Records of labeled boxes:
● ● ● ●
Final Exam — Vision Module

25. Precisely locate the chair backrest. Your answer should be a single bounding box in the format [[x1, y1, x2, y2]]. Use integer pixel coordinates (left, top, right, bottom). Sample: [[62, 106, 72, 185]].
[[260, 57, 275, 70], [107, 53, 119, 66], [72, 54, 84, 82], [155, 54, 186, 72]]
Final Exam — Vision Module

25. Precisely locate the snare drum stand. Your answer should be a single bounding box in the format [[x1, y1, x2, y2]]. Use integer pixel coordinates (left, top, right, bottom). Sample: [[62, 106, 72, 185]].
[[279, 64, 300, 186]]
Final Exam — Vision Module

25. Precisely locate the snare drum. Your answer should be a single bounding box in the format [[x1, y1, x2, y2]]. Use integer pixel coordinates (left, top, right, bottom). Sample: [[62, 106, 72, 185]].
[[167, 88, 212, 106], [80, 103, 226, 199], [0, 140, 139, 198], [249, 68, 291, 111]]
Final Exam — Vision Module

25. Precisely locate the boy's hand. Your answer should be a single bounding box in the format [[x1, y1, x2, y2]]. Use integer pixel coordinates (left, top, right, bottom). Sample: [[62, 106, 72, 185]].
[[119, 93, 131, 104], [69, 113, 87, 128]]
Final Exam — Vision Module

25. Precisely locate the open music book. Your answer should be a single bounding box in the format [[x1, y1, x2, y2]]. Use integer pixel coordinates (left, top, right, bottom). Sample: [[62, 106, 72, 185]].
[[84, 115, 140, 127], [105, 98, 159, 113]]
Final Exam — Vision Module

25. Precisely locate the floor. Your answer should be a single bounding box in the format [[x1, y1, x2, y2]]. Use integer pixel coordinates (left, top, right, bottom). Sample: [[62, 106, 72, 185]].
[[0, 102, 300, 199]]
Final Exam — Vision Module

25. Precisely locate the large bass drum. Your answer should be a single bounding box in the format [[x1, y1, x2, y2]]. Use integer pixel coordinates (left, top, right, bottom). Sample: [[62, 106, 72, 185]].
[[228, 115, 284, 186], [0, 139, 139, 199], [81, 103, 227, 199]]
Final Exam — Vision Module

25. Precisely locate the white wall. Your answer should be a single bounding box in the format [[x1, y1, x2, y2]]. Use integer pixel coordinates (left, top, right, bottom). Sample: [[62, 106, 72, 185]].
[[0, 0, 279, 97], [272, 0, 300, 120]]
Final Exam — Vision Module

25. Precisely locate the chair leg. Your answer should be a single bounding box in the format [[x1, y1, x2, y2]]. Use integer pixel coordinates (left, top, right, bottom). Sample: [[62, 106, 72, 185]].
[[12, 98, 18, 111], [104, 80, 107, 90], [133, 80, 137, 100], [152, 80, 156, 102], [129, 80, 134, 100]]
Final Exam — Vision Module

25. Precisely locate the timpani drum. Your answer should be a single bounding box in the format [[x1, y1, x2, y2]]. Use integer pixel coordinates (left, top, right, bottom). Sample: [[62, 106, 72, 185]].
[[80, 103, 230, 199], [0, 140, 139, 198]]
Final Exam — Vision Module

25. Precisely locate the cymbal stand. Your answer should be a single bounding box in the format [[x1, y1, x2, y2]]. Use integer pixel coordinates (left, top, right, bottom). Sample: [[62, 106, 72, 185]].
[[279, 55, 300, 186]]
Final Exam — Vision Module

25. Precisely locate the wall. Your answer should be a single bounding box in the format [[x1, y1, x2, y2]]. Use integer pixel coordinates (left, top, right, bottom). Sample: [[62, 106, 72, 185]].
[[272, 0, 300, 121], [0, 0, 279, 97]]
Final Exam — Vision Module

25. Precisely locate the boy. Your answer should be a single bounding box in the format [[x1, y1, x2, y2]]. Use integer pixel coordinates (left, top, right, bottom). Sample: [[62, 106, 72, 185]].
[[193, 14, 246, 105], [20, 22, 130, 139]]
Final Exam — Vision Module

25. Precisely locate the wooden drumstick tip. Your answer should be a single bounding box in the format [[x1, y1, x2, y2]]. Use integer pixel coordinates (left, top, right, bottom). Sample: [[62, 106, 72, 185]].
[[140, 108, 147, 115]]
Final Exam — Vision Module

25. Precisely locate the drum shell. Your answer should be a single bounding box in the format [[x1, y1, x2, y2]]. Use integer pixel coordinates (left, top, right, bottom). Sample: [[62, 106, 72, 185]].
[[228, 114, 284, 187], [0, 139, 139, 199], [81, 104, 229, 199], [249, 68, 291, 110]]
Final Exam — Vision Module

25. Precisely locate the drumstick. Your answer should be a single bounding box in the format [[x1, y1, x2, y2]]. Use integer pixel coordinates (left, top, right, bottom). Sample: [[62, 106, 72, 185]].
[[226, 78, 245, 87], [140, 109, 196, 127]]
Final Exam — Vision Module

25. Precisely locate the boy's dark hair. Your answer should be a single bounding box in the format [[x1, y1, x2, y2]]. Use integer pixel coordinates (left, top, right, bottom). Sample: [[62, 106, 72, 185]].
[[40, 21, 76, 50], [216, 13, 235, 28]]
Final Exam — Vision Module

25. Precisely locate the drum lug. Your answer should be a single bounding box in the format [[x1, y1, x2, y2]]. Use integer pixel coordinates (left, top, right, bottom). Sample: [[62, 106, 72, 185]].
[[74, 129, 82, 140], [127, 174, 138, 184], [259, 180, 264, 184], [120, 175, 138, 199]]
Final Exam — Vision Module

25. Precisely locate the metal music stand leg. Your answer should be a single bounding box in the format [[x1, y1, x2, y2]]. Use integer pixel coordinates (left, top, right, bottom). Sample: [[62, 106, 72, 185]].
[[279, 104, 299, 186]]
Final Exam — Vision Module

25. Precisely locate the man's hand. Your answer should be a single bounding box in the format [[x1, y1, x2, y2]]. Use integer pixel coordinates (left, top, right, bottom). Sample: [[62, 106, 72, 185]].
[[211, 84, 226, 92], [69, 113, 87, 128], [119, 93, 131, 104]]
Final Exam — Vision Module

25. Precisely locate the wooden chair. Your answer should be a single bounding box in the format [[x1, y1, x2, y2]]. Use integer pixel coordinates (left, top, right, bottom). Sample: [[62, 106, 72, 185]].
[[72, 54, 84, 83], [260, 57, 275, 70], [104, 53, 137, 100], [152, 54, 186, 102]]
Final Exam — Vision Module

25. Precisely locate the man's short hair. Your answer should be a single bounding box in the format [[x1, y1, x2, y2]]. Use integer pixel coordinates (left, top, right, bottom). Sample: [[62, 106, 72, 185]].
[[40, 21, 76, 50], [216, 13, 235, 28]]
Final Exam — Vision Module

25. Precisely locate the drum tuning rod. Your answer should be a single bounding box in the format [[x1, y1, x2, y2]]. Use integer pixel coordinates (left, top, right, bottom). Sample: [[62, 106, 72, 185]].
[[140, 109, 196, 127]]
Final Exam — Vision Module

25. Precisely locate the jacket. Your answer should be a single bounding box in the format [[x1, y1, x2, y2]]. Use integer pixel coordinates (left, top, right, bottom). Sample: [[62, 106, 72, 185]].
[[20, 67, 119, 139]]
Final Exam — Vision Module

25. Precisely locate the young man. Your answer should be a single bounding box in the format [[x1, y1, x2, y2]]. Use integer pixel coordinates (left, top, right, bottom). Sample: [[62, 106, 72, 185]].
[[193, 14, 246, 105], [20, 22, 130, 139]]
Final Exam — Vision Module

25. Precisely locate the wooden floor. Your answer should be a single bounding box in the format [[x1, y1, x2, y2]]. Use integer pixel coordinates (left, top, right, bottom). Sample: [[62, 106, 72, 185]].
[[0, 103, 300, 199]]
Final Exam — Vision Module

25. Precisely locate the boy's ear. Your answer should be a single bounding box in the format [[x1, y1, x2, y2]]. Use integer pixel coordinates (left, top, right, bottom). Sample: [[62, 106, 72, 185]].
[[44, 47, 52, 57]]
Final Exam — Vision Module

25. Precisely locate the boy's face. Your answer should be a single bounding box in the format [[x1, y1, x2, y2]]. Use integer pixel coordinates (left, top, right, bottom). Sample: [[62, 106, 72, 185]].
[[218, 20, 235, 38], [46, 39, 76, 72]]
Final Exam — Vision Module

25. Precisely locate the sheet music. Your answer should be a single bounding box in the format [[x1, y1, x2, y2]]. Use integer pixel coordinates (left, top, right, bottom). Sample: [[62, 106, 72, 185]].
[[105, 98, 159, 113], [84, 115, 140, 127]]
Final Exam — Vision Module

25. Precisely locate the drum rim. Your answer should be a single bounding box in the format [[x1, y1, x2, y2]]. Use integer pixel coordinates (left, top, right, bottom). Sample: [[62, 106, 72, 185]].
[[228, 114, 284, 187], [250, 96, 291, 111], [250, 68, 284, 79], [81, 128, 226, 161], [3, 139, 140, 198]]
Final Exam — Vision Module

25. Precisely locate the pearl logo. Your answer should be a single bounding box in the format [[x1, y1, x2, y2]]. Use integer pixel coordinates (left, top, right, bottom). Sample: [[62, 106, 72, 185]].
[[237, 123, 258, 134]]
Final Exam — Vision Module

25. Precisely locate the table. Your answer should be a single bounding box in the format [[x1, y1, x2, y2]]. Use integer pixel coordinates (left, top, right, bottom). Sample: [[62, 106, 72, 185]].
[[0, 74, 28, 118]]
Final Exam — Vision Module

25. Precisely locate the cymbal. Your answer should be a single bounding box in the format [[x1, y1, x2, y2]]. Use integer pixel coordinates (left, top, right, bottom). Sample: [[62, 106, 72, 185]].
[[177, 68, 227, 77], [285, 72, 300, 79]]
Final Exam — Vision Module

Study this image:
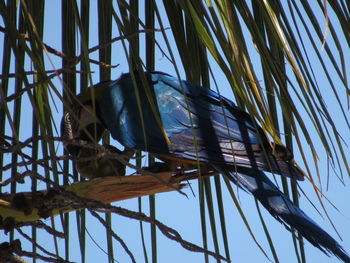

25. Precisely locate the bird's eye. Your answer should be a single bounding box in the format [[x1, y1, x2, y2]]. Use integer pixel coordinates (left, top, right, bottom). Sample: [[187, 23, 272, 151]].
[[65, 113, 72, 123]]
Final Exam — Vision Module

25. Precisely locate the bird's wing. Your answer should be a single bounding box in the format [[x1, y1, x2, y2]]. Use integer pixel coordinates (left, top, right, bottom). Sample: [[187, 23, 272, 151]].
[[152, 74, 294, 176]]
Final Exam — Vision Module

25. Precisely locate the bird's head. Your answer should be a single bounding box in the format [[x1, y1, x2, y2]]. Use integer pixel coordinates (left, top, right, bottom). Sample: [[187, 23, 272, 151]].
[[61, 103, 105, 157]]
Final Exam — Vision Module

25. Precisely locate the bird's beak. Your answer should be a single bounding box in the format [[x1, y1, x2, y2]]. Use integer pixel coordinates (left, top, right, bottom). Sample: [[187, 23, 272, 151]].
[[61, 106, 105, 157]]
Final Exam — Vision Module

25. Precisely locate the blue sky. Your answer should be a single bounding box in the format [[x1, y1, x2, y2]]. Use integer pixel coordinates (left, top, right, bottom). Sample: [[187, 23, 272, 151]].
[[0, 1, 350, 263]]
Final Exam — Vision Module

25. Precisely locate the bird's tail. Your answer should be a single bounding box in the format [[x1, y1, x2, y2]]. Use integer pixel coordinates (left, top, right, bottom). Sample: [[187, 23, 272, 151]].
[[215, 167, 350, 263]]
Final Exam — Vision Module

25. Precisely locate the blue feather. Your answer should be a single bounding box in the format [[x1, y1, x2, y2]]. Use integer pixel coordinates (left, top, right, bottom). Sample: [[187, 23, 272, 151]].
[[98, 72, 350, 262]]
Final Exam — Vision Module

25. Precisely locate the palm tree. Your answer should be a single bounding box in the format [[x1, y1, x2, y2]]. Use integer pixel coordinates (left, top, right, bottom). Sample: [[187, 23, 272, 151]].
[[0, 0, 350, 262]]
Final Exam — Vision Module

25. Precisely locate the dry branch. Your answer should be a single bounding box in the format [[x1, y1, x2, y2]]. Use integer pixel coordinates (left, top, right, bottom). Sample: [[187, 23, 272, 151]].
[[0, 170, 217, 229]]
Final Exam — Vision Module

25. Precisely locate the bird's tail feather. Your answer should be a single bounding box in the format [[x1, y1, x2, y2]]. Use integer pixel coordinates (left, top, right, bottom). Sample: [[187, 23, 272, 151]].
[[215, 167, 350, 263]]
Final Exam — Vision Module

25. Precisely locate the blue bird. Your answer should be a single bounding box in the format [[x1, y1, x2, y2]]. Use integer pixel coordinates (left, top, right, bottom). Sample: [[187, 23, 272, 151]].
[[62, 72, 350, 263]]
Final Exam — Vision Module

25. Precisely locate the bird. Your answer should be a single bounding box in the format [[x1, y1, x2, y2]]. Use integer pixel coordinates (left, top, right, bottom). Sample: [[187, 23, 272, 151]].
[[61, 71, 350, 263]]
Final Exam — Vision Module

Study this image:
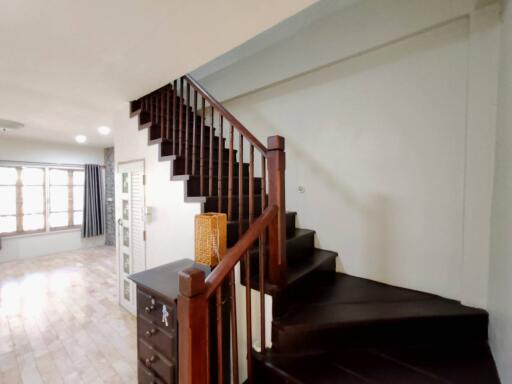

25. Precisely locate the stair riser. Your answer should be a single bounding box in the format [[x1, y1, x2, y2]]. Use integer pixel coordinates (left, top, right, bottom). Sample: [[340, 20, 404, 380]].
[[204, 195, 261, 219], [286, 233, 315, 266], [227, 212, 295, 247], [145, 121, 217, 140], [272, 316, 488, 354], [241, 233, 315, 276], [173, 156, 249, 177], [187, 177, 261, 197], [160, 141, 230, 160]]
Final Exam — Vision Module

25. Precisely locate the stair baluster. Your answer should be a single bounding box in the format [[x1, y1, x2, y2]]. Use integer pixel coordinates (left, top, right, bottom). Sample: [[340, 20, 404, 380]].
[[132, 76, 286, 384], [192, 90, 198, 176]]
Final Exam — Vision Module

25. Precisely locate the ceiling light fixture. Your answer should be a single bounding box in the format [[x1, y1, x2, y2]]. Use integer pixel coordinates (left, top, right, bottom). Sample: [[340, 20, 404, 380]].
[[0, 119, 24, 132], [98, 125, 112, 136]]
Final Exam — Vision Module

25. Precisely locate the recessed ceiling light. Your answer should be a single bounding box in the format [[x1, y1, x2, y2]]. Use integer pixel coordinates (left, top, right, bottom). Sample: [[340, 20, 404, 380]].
[[0, 119, 24, 132], [98, 125, 111, 136]]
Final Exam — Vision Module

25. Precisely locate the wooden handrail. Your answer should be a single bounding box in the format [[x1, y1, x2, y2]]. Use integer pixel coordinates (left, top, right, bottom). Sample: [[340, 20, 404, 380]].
[[205, 205, 278, 299], [183, 75, 267, 156]]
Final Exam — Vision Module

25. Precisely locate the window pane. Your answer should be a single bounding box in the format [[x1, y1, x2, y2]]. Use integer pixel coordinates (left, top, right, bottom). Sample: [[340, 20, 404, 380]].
[[73, 186, 84, 211], [73, 171, 85, 185], [0, 187, 16, 215], [0, 167, 18, 185], [50, 212, 68, 228], [23, 215, 44, 231], [21, 168, 44, 185], [0, 216, 16, 233], [22, 187, 44, 214], [50, 187, 68, 212], [73, 212, 84, 225], [50, 169, 68, 185]]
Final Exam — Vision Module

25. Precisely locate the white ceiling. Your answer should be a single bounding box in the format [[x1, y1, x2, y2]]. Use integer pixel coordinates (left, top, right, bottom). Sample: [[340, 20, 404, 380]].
[[0, 0, 316, 146]]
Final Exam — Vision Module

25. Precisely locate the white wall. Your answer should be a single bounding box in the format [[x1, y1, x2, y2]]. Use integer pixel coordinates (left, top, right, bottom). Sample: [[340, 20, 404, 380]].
[[220, 8, 498, 307], [193, 0, 480, 100], [0, 137, 105, 262], [114, 105, 200, 268], [489, 0, 512, 383]]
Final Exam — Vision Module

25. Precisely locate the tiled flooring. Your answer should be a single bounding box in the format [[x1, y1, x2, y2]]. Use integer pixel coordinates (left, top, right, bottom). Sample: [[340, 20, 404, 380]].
[[0, 247, 137, 384]]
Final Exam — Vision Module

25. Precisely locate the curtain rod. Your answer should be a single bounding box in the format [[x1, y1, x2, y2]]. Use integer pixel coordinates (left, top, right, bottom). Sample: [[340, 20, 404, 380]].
[[0, 160, 105, 168]]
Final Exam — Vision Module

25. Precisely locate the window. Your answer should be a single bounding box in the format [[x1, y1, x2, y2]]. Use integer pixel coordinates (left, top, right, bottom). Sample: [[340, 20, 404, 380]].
[[0, 165, 85, 235], [49, 169, 85, 230]]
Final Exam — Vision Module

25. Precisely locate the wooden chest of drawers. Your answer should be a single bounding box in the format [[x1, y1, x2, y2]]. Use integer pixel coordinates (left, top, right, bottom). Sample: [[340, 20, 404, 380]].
[[130, 260, 193, 384]]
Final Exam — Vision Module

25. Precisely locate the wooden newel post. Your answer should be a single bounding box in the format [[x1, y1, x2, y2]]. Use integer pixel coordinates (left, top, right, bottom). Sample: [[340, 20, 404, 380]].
[[178, 268, 208, 384], [267, 136, 286, 285]]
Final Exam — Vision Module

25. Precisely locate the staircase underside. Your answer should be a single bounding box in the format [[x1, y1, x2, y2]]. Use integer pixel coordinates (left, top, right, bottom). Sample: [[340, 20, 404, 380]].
[[254, 273, 499, 384]]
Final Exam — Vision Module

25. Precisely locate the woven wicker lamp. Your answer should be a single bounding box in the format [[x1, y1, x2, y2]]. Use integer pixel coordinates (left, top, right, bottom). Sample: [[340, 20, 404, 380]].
[[195, 213, 227, 267]]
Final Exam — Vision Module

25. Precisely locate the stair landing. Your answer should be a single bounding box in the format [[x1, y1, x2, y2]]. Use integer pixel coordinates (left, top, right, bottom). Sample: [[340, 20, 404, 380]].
[[254, 273, 499, 384]]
● ● ● ●
# [Aim of the task]
Reproduce the data verbatim, from its first line through the line that contains "[[119, 93, 131, 104], [69, 113, 87, 128]]", including both of those lines.

# [Result below]
Final Exam — Vision Module

25. Precisely locate the chair backrest. Your answer should be a single bounding box in the format [[x1, y1, x2, y2]]. Use integer pixel coordinates (left, top, right, bottom). Sample: [[62, 106, 72, 185]].
[[260, 57, 275, 70], [107, 53, 119, 66], [72, 54, 84, 82], [155, 54, 186, 72]]
Final Exam — Vision Module

25. Precisely locate the snare drum stand. Your answer should be a single bounding box in the format [[x1, y1, x2, y2]]. Use integer pixel coordinates (left, top, right, bottom). Sample: [[62, 106, 72, 185]].
[[279, 64, 300, 186]]
Final Exam — Vision Module

25. Precisely locate the snare drum. Your answer should be a single bounding box in the format [[x1, y1, x2, y2]]. Use integer pixel coordinates (left, top, right, bottom). Sample: [[62, 106, 72, 185]].
[[167, 88, 212, 106], [80, 103, 226, 199], [0, 140, 139, 198], [249, 68, 291, 111]]
Final Exam — Vision Module

25. Precisely locate the boy's hand. Your answer should be a single bounding box in the format [[x1, y1, x2, y2]]. Use integer pixel coordinates (left, top, right, bottom). Sample: [[62, 106, 72, 185]].
[[119, 93, 131, 104], [69, 113, 87, 128]]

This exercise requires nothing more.